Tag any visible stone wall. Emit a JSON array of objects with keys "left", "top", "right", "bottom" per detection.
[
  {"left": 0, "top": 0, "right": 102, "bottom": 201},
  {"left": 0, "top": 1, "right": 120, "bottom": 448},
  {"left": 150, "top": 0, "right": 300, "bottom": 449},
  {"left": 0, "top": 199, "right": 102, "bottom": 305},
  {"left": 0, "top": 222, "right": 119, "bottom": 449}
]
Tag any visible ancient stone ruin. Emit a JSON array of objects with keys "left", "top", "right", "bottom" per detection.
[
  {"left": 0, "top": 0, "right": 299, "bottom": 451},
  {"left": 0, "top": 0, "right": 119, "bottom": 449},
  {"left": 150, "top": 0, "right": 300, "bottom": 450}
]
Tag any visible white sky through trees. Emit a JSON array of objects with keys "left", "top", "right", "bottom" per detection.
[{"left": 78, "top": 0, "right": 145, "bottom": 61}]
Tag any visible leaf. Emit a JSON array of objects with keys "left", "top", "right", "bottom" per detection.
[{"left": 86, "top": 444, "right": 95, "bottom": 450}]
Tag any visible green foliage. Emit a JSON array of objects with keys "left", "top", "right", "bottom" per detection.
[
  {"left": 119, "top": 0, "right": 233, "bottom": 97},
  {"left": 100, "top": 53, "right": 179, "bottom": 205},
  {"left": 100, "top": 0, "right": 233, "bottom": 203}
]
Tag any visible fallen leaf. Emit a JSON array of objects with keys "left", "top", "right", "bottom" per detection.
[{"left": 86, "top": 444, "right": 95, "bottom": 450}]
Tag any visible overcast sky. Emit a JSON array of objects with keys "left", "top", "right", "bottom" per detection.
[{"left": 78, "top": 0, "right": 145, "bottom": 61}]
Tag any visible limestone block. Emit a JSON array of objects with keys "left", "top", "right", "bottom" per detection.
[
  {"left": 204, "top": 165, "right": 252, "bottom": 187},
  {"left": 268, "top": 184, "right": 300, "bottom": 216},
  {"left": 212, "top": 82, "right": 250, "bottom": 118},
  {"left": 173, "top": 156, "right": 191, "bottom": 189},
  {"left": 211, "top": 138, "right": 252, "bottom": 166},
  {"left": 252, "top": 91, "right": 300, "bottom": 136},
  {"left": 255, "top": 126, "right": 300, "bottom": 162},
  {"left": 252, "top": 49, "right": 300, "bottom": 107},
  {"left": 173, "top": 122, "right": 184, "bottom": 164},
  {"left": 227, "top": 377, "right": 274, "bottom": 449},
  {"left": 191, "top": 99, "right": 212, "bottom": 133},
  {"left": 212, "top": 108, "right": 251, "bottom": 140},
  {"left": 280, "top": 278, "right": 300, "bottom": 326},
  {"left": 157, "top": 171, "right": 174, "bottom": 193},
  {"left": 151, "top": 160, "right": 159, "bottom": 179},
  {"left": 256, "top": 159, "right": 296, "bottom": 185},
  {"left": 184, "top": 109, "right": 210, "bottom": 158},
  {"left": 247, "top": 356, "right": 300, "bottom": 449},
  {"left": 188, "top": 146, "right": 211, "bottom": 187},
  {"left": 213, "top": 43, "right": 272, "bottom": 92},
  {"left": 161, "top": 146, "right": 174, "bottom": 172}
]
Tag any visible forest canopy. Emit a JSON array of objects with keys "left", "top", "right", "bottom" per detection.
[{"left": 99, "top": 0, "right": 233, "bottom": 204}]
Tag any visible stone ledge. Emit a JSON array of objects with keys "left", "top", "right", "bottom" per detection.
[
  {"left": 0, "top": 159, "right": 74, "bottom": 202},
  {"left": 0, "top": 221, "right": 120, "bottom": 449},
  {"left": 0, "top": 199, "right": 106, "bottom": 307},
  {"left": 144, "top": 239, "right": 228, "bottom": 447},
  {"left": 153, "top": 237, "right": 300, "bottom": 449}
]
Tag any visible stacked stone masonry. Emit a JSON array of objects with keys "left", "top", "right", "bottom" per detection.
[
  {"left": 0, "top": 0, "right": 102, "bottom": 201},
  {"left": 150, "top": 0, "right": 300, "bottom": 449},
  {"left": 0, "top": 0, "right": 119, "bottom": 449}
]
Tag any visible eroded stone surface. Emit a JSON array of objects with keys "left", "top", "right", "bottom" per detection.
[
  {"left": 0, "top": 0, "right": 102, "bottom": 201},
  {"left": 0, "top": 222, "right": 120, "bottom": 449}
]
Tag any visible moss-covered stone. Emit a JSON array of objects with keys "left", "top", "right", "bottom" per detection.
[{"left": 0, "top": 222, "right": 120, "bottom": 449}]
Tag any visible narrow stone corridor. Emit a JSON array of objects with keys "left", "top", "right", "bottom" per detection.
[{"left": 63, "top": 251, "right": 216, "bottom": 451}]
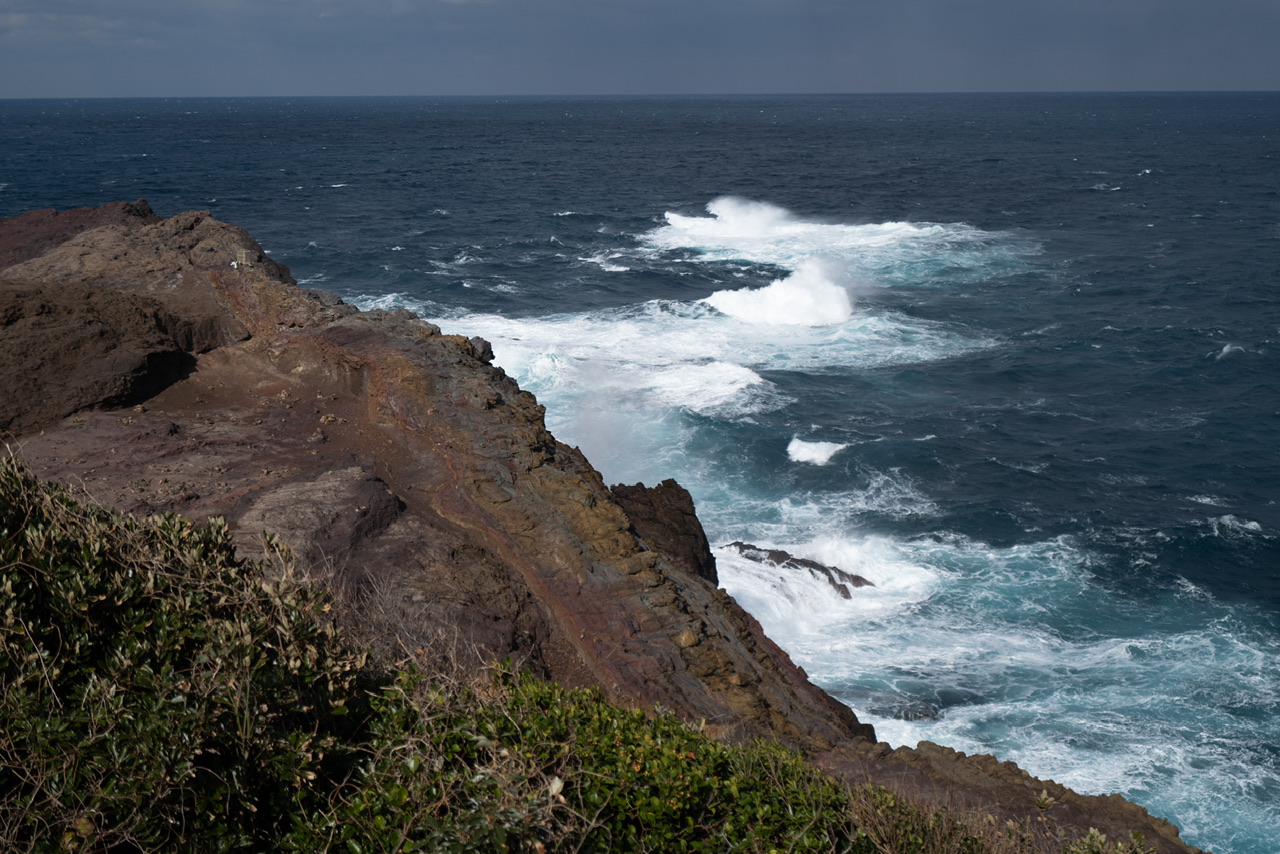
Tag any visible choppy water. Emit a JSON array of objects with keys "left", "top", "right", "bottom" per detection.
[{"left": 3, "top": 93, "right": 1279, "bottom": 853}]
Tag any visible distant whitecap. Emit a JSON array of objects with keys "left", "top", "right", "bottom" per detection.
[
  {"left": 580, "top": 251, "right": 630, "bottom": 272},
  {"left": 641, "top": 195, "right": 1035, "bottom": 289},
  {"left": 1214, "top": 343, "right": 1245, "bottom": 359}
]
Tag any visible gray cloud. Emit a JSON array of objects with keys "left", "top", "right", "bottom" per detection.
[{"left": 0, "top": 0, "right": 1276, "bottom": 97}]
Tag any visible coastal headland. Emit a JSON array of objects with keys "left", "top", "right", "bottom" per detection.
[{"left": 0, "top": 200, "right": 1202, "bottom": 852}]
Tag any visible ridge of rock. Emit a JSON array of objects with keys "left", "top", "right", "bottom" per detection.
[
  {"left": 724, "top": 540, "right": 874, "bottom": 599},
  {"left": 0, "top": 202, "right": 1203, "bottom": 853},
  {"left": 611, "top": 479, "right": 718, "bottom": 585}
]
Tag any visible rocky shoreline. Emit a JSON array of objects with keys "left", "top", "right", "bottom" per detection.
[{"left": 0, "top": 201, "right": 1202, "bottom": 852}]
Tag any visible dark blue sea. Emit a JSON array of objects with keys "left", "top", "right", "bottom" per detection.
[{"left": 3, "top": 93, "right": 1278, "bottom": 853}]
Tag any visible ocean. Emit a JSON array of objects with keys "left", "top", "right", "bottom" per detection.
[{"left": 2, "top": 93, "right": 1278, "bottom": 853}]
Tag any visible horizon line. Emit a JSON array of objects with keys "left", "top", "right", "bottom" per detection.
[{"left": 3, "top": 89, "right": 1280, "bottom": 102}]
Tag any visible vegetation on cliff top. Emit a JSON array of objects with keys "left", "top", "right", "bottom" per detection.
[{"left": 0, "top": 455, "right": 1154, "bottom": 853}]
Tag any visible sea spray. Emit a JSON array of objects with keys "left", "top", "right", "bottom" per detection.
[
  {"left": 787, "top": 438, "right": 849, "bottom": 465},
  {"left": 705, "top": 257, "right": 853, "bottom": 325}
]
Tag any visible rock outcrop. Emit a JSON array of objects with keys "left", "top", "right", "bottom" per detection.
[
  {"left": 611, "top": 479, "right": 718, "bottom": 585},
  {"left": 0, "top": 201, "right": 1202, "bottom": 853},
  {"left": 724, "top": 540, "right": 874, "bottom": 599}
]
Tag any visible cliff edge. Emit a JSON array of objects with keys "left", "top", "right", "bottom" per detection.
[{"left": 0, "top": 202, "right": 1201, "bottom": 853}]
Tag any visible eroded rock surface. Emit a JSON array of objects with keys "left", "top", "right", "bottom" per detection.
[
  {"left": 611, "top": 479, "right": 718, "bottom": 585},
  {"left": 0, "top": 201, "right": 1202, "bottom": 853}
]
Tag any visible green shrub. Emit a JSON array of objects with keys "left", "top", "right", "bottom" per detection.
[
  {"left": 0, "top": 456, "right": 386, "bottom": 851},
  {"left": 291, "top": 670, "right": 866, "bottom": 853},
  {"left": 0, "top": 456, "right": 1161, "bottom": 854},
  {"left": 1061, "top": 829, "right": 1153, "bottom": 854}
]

# Problem statement
Please repeat, exactly and only, the lines from the one containing "Tag any visible cliff" through the last line of the records, both included.

# Solution
Tag any visible cliff edge. Emit a JSON array of objects with keys "left", "top", "right", "bottom" per detection.
[{"left": 0, "top": 202, "right": 1201, "bottom": 853}]
Tag any visible eroded rock surface. Emit a JSON array of objects with keys "left", "top", "right", "bottom" per detection.
[
  {"left": 611, "top": 479, "right": 718, "bottom": 585},
  {"left": 0, "top": 201, "right": 1202, "bottom": 853}
]
Tag any visible green shrub. Emit a JSON array of objects with keys "left", "top", "right", "bottom" per detection.
[
  {"left": 0, "top": 456, "right": 386, "bottom": 851},
  {"left": 291, "top": 670, "right": 866, "bottom": 853},
  {"left": 0, "top": 456, "right": 1161, "bottom": 854},
  {"left": 1061, "top": 829, "right": 1153, "bottom": 854}
]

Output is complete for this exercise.